■ **Task statement**:
Rewrite the data below with every occurrence of "Marked points" changed to "Labeled points". Leave everything else as it is.

Extracted data entries

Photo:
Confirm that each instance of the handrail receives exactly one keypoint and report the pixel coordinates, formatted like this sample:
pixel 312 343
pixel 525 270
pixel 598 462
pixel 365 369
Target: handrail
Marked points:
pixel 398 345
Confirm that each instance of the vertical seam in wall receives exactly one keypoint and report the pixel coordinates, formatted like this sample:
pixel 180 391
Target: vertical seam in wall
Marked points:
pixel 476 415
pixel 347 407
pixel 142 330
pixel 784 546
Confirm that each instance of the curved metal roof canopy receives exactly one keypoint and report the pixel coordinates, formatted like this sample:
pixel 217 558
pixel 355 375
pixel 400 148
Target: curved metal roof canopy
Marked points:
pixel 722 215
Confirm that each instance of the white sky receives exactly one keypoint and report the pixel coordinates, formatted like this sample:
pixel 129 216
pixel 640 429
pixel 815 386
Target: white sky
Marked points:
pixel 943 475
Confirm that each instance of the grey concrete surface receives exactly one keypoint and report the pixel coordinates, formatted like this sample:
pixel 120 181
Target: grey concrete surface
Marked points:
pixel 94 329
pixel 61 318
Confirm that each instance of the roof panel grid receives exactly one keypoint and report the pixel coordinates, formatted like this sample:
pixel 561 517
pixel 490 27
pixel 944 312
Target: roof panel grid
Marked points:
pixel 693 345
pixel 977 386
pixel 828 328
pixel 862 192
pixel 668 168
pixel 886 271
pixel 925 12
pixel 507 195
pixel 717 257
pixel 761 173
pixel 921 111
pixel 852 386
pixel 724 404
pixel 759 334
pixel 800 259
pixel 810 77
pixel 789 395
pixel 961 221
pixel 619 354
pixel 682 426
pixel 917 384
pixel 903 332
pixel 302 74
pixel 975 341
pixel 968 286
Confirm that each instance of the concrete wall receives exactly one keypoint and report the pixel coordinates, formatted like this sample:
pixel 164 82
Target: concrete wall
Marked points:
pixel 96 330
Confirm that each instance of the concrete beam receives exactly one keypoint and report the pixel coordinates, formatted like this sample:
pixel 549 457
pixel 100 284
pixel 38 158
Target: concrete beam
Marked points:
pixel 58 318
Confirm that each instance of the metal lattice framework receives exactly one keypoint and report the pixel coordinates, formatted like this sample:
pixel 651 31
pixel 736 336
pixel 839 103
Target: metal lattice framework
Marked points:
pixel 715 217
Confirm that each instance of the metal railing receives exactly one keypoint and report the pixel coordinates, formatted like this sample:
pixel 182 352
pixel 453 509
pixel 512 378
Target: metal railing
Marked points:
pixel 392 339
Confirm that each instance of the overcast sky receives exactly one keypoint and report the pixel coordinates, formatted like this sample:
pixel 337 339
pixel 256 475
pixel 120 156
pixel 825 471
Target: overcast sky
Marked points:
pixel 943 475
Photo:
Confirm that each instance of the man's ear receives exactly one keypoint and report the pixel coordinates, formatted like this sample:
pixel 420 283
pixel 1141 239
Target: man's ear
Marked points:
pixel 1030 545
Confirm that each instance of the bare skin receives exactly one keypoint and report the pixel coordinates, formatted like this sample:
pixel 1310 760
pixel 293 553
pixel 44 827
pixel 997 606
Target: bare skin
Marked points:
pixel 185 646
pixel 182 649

■ **Solution for this exercise**:
Photo:
Confirm that each instance of the handrail receives exactly one keypoint and report the pixel coordinates, formatted like this sample:
pixel 312 343
pixel 525 270
pixel 598 462
pixel 365 369
Target: handrail
Labeled points:
pixel 398 345
Confirm that each instance of the vertical seam in wall receives exactly one keypoint and report the pixel coordinates, formatted like this sample:
pixel 180 391
Target: vertical seam in wall
Labeled points:
pixel 476 415
pixel 347 407
pixel 142 330
pixel 784 546
Confirm that each instance of the curved metal roof canopy receives exactly one keypoint and report the pixel coordinates, formatted like this sample:
pixel 217 558
pixel 355 375
pixel 400 148
Target: curved metal roof canopy
Labeled points:
pixel 722 215
Confirm that each instance of the white sky receives exactly one keypoint and report the pixel coordinates, formatted like this sample:
pixel 129 216
pixel 640 429
pixel 815 386
Target: white sky
Labeled points:
pixel 943 475
Confirm that each instance of the grey concrete surface receives exactly one keypoint and report the pixel coordinates, formatted like this sample:
pixel 120 181
Target: grey concrete surface
Labeled points:
pixel 94 329
pixel 61 318
Confirm that each instance of the roof panel grid receives exactly one keypoint and report the pixel coordinates, formatted like this sample:
pixel 561 517
pixel 490 27
pixel 944 312
Target: roof panel grid
Labeled points:
pixel 693 345
pixel 977 386
pixel 828 328
pixel 862 192
pixel 668 168
pixel 886 271
pixel 925 12
pixel 507 195
pixel 717 257
pixel 761 173
pixel 921 111
pixel 852 386
pixel 724 404
pixel 759 334
pixel 800 259
pixel 810 77
pixel 789 395
pixel 961 221
pixel 619 354
pixel 682 426
pixel 917 384
pixel 903 332
pixel 302 74
pixel 975 341
pixel 968 286
Confirm that each instance of the concrete wall receives exactly one keypoint and report the pixel coordinates, formatted like this sample:
pixel 164 82
Target: concrete wall
Labeled points:
pixel 96 330
Confirm that each instance of the concrete beam receives exactly one keypoint and report the pixel coordinates, formatted like this sample:
pixel 549 457
pixel 100 284
pixel 38 158
Target: concrete beam
Labeled points:
pixel 58 318
Confirm that each instance of the metal lattice framework receives exactly one keypoint and report the pixel coordinates, formatted like this sample:
pixel 651 31
pixel 736 336
pixel 839 103
Target: metal lattice framework
Labeled points:
pixel 715 217
Confirm that each instance of the metal railing receives exactly one keypoint and report the pixel coordinates, formatted like this sample:
pixel 182 352
pixel 453 509
pixel 512 378
Target: metal railing
Labeled points:
pixel 392 339
Confirm that each instance of the overcast sky receives exactly one keypoint and report the pixel coordinates, formatted like this sample:
pixel 337 339
pixel 256 475
pixel 120 156
pixel 825 471
Target: overcast sky
Labeled points:
pixel 943 475
Photo:
Confirm that each instance of the man's ear receives exactly one keypoint and report the pixel coordinates, formatted like this sample:
pixel 420 283
pixel 1141 239
Target: man's ear
Labeled points:
pixel 1030 545
Confirm that each instance of the bare skin receives exactly one keypoint and report the pixel coordinates, formatted like this sample:
pixel 1310 760
pixel 293 553
pixel 44 827
pixel 997 606
Target: bare skin
Labeled points:
pixel 185 646
pixel 182 649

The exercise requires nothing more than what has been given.